Exercise requirements –
Rewrite the data from the line that contains "of the chimney." through the line that contains "x=862 y=507", swapping "stone pillar" for "stone column" and changing nothing else. Return only those lines.

Data records
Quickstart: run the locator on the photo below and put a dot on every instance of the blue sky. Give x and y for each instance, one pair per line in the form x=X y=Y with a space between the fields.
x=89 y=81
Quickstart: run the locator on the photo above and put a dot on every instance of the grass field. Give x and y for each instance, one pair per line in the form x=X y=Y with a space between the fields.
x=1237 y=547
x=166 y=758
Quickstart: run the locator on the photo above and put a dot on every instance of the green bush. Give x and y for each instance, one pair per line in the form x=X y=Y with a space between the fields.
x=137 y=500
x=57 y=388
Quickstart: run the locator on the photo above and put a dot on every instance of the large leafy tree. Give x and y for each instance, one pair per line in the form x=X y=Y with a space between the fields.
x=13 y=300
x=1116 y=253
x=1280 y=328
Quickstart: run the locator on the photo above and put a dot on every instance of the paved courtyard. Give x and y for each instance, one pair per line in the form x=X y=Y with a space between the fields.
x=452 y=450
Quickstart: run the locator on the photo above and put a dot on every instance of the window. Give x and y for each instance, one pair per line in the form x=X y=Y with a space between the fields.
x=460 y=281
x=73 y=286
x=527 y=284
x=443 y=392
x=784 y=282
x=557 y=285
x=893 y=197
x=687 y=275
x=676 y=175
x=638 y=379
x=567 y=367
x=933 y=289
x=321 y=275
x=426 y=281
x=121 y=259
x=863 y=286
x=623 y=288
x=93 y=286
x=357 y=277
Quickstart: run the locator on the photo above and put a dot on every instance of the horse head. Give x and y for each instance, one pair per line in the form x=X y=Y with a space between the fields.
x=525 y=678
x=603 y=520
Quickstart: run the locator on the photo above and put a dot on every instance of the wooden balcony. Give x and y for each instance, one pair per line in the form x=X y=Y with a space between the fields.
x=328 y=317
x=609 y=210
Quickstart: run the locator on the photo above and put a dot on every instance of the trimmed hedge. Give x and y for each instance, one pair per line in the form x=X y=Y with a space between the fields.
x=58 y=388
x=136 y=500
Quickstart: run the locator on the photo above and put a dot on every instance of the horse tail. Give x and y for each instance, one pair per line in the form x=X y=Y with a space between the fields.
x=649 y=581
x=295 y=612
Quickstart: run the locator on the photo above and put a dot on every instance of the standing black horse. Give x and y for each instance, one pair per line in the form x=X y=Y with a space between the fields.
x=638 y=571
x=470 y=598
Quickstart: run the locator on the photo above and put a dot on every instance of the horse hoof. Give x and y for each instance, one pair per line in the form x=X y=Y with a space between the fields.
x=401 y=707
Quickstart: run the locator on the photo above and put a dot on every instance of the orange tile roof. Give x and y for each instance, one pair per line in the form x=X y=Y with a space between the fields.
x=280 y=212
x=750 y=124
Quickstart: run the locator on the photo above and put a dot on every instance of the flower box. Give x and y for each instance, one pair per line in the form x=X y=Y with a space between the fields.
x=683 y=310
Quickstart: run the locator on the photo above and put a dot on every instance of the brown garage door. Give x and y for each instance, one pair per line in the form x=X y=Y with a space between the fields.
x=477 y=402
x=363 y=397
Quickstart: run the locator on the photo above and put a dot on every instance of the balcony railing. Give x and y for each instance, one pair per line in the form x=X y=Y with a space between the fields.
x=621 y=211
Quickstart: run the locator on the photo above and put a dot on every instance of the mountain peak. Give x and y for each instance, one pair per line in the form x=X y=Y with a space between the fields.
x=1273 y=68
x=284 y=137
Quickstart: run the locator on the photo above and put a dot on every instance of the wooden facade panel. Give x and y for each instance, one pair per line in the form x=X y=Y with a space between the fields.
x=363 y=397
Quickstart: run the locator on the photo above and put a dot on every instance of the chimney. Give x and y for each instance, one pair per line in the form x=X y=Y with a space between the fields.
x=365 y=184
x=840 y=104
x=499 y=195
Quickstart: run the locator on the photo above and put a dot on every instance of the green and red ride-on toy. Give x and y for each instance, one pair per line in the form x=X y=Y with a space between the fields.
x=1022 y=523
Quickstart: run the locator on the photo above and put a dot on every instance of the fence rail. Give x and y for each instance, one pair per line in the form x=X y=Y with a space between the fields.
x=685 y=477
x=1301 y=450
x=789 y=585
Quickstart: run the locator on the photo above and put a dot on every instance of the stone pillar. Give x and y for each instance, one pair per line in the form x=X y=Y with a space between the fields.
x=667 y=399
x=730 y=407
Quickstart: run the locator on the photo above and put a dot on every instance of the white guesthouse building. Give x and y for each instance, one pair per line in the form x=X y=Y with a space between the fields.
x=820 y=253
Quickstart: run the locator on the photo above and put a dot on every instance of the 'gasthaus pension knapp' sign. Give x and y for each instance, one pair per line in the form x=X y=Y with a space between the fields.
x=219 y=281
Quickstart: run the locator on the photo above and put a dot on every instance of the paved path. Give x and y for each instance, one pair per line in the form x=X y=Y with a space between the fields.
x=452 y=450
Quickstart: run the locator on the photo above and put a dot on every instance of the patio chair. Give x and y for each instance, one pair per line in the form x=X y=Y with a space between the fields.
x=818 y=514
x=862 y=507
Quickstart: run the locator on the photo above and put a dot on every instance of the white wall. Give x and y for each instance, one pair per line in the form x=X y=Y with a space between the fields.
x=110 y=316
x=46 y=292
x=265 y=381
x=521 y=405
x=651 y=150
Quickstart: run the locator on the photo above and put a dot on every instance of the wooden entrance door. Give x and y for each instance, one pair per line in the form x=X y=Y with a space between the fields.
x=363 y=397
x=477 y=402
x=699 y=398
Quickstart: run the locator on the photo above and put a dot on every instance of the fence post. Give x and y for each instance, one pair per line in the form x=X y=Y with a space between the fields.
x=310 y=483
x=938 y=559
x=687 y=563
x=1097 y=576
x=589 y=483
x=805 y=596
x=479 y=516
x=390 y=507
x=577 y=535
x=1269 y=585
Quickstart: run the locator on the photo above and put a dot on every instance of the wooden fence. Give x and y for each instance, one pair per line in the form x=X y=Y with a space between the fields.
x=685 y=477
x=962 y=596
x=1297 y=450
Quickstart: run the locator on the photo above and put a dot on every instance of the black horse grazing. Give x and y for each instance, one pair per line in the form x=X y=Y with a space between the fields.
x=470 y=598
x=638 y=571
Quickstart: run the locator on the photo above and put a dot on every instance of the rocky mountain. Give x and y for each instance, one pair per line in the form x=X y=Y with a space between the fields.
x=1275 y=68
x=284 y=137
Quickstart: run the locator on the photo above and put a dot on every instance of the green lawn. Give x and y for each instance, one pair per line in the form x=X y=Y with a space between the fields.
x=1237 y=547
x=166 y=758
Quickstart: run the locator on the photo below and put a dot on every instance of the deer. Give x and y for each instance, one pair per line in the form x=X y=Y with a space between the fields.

The answer –
Quickstart: run the locator on the photo above and put a dot on every instance of the chimney. Give x and y for each instance, one pair per line in the form x=X y=Y with a space between the fields.
x=365 y=184
x=840 y=104
x=499 y=195
Quickstart: run the locator on the photo above and put a dot on every instance of the green and red ride-on toy. Give x and y for each instance, one pair per line in the form x=X y=Y with a space between the fields.
x=1022 y=523
Quickstart: run the locator on the photo above and put a dot on every instance of the fence rail. Give x and y for each instance, one pair per line in the form x=X y=Y with a space between the fields.
x=685 y=477
x=1301 y=450
x=789 y=585
Quickstart: run the locator on the photo above and put a dot on every instance of the stone column. Give x and y for each instance, one pair per line in the form x=X y=Y with a space between the fields.
x=667 y=399
x=730 y=407
Quickstart: run the locator on the photo above and put a dot on every instance of the white guesthouse building. Give x and y for each instance, one pair per line in the form x=X y=Y with a space between the fields.
x=820 y=253
Quickstart: run the locator on the photo above and put a dot on every instance of the 'gasthaus pension knapp' sign. Give x and y for each instance, one pair per line in the form x=X y=Y with a space between the fields.
x=219 y=281
Quickstart: run the locator on the photo above and put a dot on every instance of the paved path. Give x and y for each instance, one pair per line in the form x=X y=Y with a space between the fields.
x=452 y=450
Quickstart: run the locator on the photo above and put a dot on every instance of the patio chair. Give x and y for each instance, one pair per line in the form x=X y=Y with a space between the fields.
x=818 y=514
x=862 y=507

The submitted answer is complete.